**Problem details:**
Each entry below should be returned exactly as is, with the pictures removed.

**Extracted entries:**
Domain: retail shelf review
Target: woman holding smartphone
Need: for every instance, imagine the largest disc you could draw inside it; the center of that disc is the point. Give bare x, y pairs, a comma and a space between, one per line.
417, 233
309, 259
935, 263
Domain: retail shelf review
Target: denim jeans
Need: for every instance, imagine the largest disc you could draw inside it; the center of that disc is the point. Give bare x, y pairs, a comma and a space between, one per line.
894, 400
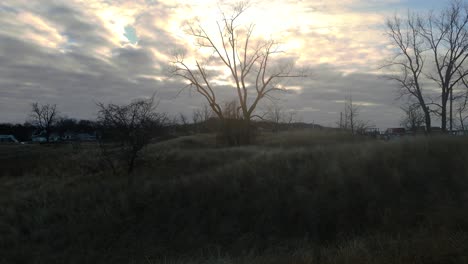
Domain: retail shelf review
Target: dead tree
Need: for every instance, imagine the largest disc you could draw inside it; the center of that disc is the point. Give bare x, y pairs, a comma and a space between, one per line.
44, 117
247, 60
277, 115
408, 40
129, 128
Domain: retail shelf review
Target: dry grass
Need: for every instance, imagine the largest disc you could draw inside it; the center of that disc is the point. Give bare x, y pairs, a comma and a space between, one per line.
339, 201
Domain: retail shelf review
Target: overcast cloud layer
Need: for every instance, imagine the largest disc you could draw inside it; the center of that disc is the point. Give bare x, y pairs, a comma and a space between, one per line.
75, 53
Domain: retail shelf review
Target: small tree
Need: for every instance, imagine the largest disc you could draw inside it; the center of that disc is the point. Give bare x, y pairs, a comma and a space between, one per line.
248, 61
44, 117
129, 128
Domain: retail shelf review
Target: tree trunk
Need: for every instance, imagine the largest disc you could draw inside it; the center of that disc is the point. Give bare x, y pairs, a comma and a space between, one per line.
451, 110
444, 113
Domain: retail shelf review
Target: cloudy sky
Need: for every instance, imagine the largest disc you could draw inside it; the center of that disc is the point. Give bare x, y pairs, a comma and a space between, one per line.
75, 53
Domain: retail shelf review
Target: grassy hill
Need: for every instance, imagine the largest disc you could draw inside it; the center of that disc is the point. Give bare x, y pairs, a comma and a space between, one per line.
295, 197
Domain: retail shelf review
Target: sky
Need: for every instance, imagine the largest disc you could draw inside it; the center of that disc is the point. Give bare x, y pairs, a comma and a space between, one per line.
75, 53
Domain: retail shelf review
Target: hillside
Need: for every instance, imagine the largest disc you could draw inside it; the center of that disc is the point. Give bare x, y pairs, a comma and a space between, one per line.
295, 197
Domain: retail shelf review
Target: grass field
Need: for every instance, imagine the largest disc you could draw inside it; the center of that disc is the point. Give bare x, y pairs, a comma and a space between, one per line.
295, 197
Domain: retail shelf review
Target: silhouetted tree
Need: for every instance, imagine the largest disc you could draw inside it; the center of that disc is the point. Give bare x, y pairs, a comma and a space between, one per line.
408, 40
462, 110
44, 117
247, 60
131, 127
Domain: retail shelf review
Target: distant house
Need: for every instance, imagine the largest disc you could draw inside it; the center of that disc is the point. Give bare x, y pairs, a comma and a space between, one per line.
8, 139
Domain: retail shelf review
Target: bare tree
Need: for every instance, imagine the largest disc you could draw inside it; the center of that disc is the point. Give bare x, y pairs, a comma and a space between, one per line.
247, 60
413, 117
406, 36
278, 115
43, 117
130, 127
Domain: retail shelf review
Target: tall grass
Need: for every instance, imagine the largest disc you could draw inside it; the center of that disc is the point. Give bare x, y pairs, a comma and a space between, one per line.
353, 202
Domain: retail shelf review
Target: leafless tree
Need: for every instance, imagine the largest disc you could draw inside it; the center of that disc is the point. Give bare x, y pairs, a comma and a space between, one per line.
129, 128
407, 37
350, 120
462, 110
446, 35
248, 61
413, 117
43, 117
438, 40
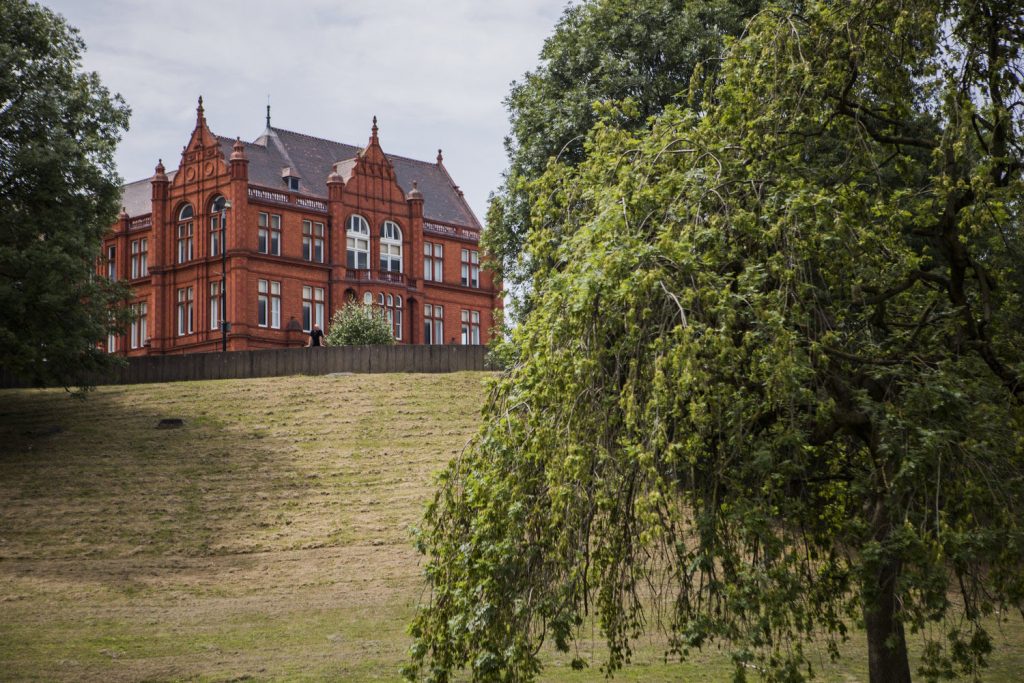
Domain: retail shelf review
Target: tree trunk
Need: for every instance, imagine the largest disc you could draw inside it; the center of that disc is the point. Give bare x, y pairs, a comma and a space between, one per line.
887, 659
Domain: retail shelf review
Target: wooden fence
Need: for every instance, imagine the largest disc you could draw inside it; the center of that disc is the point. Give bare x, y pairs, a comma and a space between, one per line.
274, 363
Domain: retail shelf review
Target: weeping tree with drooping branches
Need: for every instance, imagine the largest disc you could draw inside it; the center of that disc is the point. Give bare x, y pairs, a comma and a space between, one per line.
773, 385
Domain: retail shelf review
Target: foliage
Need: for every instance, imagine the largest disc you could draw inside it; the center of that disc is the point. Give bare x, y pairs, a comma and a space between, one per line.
59, 193
356, 324
650, 51
772, 384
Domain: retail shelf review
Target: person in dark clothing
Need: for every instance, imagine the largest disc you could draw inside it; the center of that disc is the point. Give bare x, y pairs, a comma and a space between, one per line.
315, 337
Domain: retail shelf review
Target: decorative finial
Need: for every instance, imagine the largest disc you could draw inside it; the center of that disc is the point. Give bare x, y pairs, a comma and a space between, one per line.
415, 193
238, 150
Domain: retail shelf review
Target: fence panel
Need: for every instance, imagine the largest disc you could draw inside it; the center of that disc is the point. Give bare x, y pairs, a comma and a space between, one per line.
274, 363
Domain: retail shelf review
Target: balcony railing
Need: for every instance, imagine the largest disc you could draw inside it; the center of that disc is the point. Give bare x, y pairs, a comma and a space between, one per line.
368, 275
140, 222
452, 231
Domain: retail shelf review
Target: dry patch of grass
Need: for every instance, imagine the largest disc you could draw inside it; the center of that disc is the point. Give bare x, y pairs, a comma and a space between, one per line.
266, 539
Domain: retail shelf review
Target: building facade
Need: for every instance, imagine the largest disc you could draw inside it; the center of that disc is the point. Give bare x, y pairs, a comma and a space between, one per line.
247, 245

**Response:**
Domain: retail shelf review
Target: woman holding smartphone
Need: for every instance, imagine the largest disc you could draw inside it; the center of that disc is the point. Give bare x, y pairs, a comma and a space between, one per line.
417, 233
309, 259
935, 263
Domain: retail shelf review
Target: denim jeans
Need: for every instance, imagine the largest disc you could draw inside it; the center of that disc is the point. Give bare x, y pairs, a comma and a space between, one per line.
894, 400
Domain: retail shelf review
Target: dead tree
Need: for every instance, imagine the largest disc you could draw inside it; the center of that disc is the point. Give bare x, y pairs, a comma and a space between, one per line.
44, 117
247, 60
277, 115
408, 40
129, 128
Domain: retail shelf review
Target: dry grass
Need: for every instance, imagine the largest disc you could draw inside it; the center of that disc is the point. Give bare x, y pairs, a comma and a space between, one per line.
339, 201
Domain: retail shelf review
Target: overcast cloud layer
Need: for every instance, imagine the largest disc you could draw inside it; the center of that disc is the point. Give bare x, y pairs, a comma and a space between, one per line.
75, 53
Domain: retail shelf review
Target: small tree
Need: for every instance, imagine the largest disc you could draw inside it; the center of that disc is the point. Give bare x, y pairs, a comma and a space between, one per line.
248, 61
44, 117
129, 128
Domain: retail shelf review
Target: tree trunk
Need: for every instance, imagine the largest disc you could draw inside it; the center of that disc is the point. Give bare x, y pairs, a comma and a space between, one per line.
451, 110
444, 113
Domain: retail shelf review
Target: cloudy sky
Need: for every instance, imagine the largest disc you could draw inside it; the center of that disc is the point. Give bare x, y pairs, a comma and a space between, one per line.
75, 53
Domain: retail shelf review
Target: grassy hill
Need: for every instance, imagine the largest disc you could draw inside it; the center of that disc is the point. Give bare x, y pairs, a comma and a space between, one per line.
295, 197
Domain: retail shelf review
Target: sky
Need: for every instance, imagine the largest disc you could draw inside it; the center of that disc is the point. Give bare x, y pairs, a comma and a space between, one per line.
75, 53
Domain: retail shelf review
Target: hillside
Need: for every instance, imagine the largest disc you could draw inside it; the center of that disc is the point. Give bare x, y pairs, a comma and a space between, one per line.
295, 197
Domain: retail shelf review
Target: grass field
Need: for every instance, imagine the largest disc you could draw inside it; the center of that disc is the point. Give bare x, y pairs, a comma and a space between, one per line.
295, 197
Domain: retail shelf review
Target: silhouetted tree
Need: for every instance, imagine the largest disc you could draw inside it; the center of that disc is the point. Give bare x, y pairs, a comma and a space between, one per line.
408, 40
462, 110
44, 117
247, 60
131, 127
Domain: retail shelf review
Target: distant house
Need: for every instance, imagine the largest disc you could draw inside it; the center of that disc is the point. Give bare x, y pairs, a comma and a space between, one per line.
8, 139
Domain: retail shelf review
Target: bare tree
Need: for every instance, imagine the largest disc you could draw inside it; the center of that disc is the point. Give bare x, y pairs, a comma and a space between, one per line.
247, 60
413, 117
406, 36
278, 115
43, 117
130, 127
Domain: retail shelf review
Target: tall grass
Need: for every instance, imagine the largest disc you could draw inside it; the center of that disc is the point. Give bare x, y pairs, a comma and a space between, one per line.
353, 202
Domain: retail shelf review
Target: leafless tree
Need: for every instance, imagine the largest disc you could draw inside it; the center of that disc is the point. Give bare x, y pairs, a comma and a space between, one per line.
129, 128
407, 37
350, 120
462, 110
446, 35
248, 61
413, 117
43, 117
438, 40
Domain: retail shelf review
Target: tree trunk
Need: for every instance, imagine the largest disc you could draw inside it; the center of that disc is the point. Give bare x, y pairs, a comma and a space between, one per line.
887, 659
Domain: retail shelf review
Target: wooden fence
Need: for every instance, imagine the largest disc you could draw inside it; the center of that disc is the point. Give bare x, y pairs, a comma and a space between, one per line.
274, 363
Domain: retail shelf review
Target: weeping tree with drooping branches
Need: for every instance, imagine the largest disc you could draw inside it; the center of that disc is the point. Give bare x, y pairs, a comma and a space between, one per line.
773, 385
Domain: retail shelf review
Target: foliage
Need: for every instance, imagine the largest disc you could draw inside it; the center of that disc is the point. Give bare x, y pairs, a comma and a space between, one per line.
59, 193
356, 324
650, 51
772, 384
Domain: retail shelf review
Target: person in dark clothing
Need: for every instance, imagine the largest disc you could draw inside it; the center of that disc is the point. Give bare x, y pairs, a comma and a space between, one per line.
315, 337
Domain: retail shelf review
Target: decorative finial
Need: for every instance, imagine the largest disc you could draw inside it; the center of that disc is the point. Give bare x, y pairs, a comma and a space between, one per line.
415, 193
238, 150
Domain: retail shelf review
Target: fence panel
Need: for every instance, imagine the largest disc you could draw inside it; the center of that disc is the point. Give bare x, y pairs, a comma and a space between, one per line.
274, 363
Domain: retail shelf review
Target: balcony railing
Need: for every instance, imagine the largest disc you could draw inside it; the center of that disc is the point. Give bare x, y pairs, a comma and a space between, one per line.
368, 275
140, 222
452, 231
Domain: retail shelf review
Target: dry patch of grass
Need: for every instance, imagine the largest disc you could draw inside it; the center of that disc is the point. Give bare x, y pairs, a comma and a space between, one per line.
266, 539
Domain: retail shelf review
Target: building facade
Need: for every instance, imagine the largest disc you could draw inside it; the center of that disc is the point. Give bare x, y pairs, a comma and a space between, one per line.
247, 245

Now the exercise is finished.